SHORT EXERCISE 1. According to the House debate transcript, how much money has the Petroleum Resource Rent Tax legislation brought into the Commonwealth government's coffers?

SOURCE EXCERPT.

House debates

Wednesday, 4 December 2013

Bills

Offshore Petroleum and Greenhouse Gas Storage Amendment (Cash Bidding) Bill 2013, Offshore Petroleum and Greenhouse Gas Storage (Regulatory Levies) Amendment Bill 2013; Second Reading

10:38 am

Photo of Graham PerrettGraham Perrett (Moreton, Australian Labor Party) Share this | Hansard source

I rise to speak on the Offshore Petroleum and Greenhouse Gas Storage Amendment (Cash Bidding) Bill 2013. I commend the member for Parramatta on her contribution. I know that she is passionate about this topic. She is forever talking about hydrocarbons, and the pricing and extraction thereof. I have been in parliament for six years and have spoken on hundreds of pieces of legislation. Some of those were momentous, some exciting. This legislation is neither of those, but it is an important piece of legislation, supported by both sides of the House, in terms of ensuring that the Australian public receive the best possible return for the resources that they own. In fact, I would suggest that much of this legislation borrows elements from the Queensland Mineral Resources Act, a piece of legislation I know a lot about, having worked in that area in another life. It takes many of the competitive bidding characteristics from the Queensland legislation, so I am very familiar with that side of the legislation.

The purpose of the bills is to amend the act to provide a new model for allocating cash-bid exploration permits in the offshore petroleum regulatory regime. For those listening at home, the Commonwealth has control over the resources under the ocean and states have control over the resources on land. That is the way cooperative federation works. If we look back over the years there was much heated debate in this parliament when the states and the Commonwealth were working out that divide and how it was going to do it. In fact I think a previous member for Moreton, Sir James Killen, received a lot of attention over some of the sorting out of that process. The debate was nice and cold at the time—if you read the Hansard from the time at which we were working out the Petroleum Resource Rent Tax, it was going to be the end of society as we knew it. Obviously that piece of legislation has resulted in $25 billion to $28 billion going into the coffers of the Commonwealth government.

Sadly, today we are having a similar debate about the MRRT. I understand that those opposite took that to the election and in their electorates they received confirmation that it is important that Gina Rinehart be given extra money. On this side of the chamber we support the idea that if super-profits are being made they should go to the Commonwealth. If super-profits are not being made, then obviously the tax is not being paid. So we are still passionate about the MRRT.

Nevertheless, in regard to the bill in front of us, in November last year the Gillard government announced the decision to apply the cash-bidding title allocation method for select blocks, as released in the 2014 offshore petroleum exploration acreage release. This is sort of like the way the gold rush was handled in days gone by, where it was said that you needed to put in a bid and stake out a claim. Obviously you just cannot stick up a flag like they did in the Klondike, as offshore exploration is a bit more complicated. You have to be able to put a deposit down. They set a reserve price so that speculators or carpetbaggers would not come in.

PROVIDED ENTRIES.
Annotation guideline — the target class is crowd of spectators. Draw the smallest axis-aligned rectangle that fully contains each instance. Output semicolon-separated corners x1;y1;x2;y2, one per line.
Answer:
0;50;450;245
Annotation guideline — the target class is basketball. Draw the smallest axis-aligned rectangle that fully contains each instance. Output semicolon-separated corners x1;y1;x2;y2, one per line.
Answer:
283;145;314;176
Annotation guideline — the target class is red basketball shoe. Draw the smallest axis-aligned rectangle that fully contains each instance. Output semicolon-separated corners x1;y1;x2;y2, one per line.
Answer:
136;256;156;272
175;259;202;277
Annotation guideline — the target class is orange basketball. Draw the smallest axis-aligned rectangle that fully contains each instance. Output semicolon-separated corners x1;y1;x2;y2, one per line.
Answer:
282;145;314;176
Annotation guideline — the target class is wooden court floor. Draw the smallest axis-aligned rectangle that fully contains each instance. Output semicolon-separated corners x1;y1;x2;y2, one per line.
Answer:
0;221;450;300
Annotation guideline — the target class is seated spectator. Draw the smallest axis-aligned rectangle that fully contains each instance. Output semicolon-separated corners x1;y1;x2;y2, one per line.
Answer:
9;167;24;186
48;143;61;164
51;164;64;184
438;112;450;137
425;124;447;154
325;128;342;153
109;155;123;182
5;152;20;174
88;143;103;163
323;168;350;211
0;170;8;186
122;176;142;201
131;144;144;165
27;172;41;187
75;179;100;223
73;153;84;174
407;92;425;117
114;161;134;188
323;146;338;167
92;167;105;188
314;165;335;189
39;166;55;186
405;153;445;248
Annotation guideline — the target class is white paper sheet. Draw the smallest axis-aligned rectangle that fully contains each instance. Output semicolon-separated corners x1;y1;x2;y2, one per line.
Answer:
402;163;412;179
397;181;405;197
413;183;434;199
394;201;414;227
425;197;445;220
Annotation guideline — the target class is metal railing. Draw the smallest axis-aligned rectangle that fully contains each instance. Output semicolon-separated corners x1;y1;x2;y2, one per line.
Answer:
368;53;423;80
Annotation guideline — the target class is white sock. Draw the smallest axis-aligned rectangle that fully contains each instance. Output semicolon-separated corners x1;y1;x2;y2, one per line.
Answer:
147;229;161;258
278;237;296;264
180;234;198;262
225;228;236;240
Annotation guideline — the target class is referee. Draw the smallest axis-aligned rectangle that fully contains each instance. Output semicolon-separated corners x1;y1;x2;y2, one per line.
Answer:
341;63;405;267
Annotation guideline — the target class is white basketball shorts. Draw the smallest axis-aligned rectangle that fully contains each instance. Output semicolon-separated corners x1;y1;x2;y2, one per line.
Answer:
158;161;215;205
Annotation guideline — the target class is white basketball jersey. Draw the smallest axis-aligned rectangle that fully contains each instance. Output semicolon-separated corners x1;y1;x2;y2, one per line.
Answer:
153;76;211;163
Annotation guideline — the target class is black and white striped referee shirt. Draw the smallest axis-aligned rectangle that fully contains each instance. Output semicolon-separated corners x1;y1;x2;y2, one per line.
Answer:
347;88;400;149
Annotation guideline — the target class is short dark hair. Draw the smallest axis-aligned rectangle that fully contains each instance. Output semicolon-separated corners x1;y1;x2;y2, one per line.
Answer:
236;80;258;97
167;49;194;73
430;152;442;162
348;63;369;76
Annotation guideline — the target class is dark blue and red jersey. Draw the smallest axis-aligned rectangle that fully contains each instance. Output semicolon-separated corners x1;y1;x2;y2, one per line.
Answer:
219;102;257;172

SHORT EXERCISE 2. Echo the records verbatim, beginning at the line that contains "Annotation guideline — the target class is metal" and stopping after the line that contains "368;53;423;80".

WRITTEN REPLY 1. $25 billion to $28 billion.

WRITTEN REPLY 2.
Annotation guideline — the target class is metal railing. Draw the smallest axis-aligned rectangle that fully contains each instance. Output semicolon-separated corners x1;y1;x2;y2, one per line.
Answer:
368;53;423;80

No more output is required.